This Citizens Jury was designed to assist participants in navigating complex problems about museum accessibility, funding, representation, and public value through facilitated discussion and expert evidence. The main question in this process was "What does Birmingham need and want from its museums now and in the future, and what should Birmingham Museums Trust do to make these things happen?”In general, the process represented broader movements toward participatory governance in public institutions, where deliberative democratic processes are increasingly being used to boost institutional legitimacy, develop informed suggestions, and promote long-term civic involvement [3,p.1].
Background History and Context
History and demographics
Birmingham is one of the first ‘super diverse’ cities in the UK and is central in the Industrial Revolution of the UK [4]. This demographic complexity and industrial history makes it a good area for testing participatory and deliberative governance in diverse urban settings.
Due to its development being centred on the Industrial Revolution, Birmingham generated long-term patterns of labour migration. This positioned the city as dependent on migration for economic growth. During the post-industrial period and deindustrialisation there was economic instability and restructuring, leading to some areas experiencing regeneration and some experiencing severe deprivation. As a result, the urban landscape became geographically unequal, with uneven access to public services and infrastructure across neighbourhoods [5]
Birmingham is one of the most ethnically diverse cities in the UK and has no ethnic majority [4]. This demographic structure can reflect the multiple waves of migration Birmingham has had, starting from the Industrial Revolution, Commonwealth migration post-war and recent migration. This diversity over time became not only a cultural aspect of Birmingham but institutional, thus shaping the population's expectations of representation and public engagement [6, p682-684].
Birmingham also has a younger population than the national average, which highlights the need of inclusive cultural and civic institutions in developing long-term public involvement. 46% of the population of Birmingham are under 30, in comparison to only 37% across the UK (as of 2022) [7]. Over time, Birmingham's diversity became not only a cultural but also an institutional factor, influencing representation and public participation requirements. In a city characterised by significant ethnic diversity and socioeconomic inequality, representativeness in deliberative processes is especially crucial, as unequal access to participation can worsen existing social exclusion. To ensure representation justice is achieved in decision making, recognition of power differences between different social classes should be carefully considered throughout deliberative processes [8,p 2]. Birmingham's demographic diversity made it an ideal place for testing participatory governance systems like citizens' juries within cultural institutions.

(Collected data)
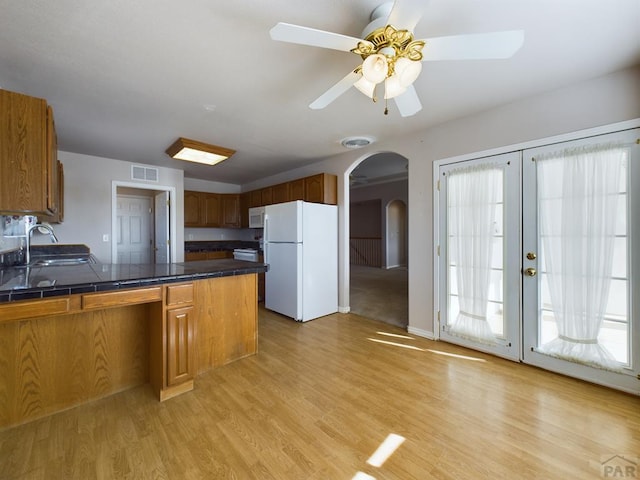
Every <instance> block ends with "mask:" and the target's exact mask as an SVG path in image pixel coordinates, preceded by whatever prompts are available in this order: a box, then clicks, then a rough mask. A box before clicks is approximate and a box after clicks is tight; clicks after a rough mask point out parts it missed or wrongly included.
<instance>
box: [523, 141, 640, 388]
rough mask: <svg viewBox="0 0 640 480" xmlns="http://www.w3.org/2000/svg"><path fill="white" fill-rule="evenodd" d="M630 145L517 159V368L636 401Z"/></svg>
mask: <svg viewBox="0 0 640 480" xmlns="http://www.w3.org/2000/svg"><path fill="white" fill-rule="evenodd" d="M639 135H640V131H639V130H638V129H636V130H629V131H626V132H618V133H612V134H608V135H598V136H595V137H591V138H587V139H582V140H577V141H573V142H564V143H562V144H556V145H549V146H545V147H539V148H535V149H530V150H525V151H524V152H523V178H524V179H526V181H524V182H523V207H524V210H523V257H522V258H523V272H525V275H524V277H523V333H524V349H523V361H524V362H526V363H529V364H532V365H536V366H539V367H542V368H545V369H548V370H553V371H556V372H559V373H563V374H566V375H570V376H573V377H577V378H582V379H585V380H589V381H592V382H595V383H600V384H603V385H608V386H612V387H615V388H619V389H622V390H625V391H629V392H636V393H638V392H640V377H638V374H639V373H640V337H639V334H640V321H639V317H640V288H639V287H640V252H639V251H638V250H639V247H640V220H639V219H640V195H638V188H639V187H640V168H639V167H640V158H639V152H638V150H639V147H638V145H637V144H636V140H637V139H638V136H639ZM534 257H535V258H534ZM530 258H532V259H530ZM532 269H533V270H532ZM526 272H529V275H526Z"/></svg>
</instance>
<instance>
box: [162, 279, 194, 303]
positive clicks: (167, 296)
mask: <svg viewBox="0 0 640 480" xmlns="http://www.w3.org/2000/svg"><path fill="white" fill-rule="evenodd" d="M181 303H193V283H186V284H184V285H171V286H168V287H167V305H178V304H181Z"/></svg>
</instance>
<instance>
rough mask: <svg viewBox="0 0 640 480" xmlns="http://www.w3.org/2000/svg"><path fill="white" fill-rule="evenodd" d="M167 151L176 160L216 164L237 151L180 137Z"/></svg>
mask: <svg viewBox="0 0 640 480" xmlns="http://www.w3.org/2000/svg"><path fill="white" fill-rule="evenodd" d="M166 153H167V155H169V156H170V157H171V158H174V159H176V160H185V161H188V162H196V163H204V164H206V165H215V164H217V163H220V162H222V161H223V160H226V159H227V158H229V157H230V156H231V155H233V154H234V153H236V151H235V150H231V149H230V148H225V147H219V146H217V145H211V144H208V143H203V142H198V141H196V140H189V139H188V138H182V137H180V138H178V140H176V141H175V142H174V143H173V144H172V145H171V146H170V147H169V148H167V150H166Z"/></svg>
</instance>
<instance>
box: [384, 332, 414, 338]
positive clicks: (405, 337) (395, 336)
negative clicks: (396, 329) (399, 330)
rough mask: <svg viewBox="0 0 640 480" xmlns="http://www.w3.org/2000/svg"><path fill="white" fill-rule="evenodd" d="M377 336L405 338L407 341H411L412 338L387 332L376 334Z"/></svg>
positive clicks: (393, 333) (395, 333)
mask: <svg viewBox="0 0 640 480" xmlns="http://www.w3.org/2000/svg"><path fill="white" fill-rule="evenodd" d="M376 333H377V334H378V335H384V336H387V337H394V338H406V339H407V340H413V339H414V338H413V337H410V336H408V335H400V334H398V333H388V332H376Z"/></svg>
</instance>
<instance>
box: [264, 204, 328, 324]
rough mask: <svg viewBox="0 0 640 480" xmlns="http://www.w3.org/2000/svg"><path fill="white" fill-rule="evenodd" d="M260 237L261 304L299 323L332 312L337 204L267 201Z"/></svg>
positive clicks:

#### Exercise brief
In the stretch of the Birmingham background text from "Background History and" through "diverse urban settings.", rename "Industrial Revolution" to "Industrial Age" and write out the whole stretch. Work only from the Birmingham background text.

#### Task result
Background History and Context
History and demographics
Birmingham is one of the first ‘super diverse’ cities in the UK and is central in the Industrial Age of the UK [4]. This demographic complexity and industrial history makes it a good area for testing participatory and deliberative governance in diverse urban settings.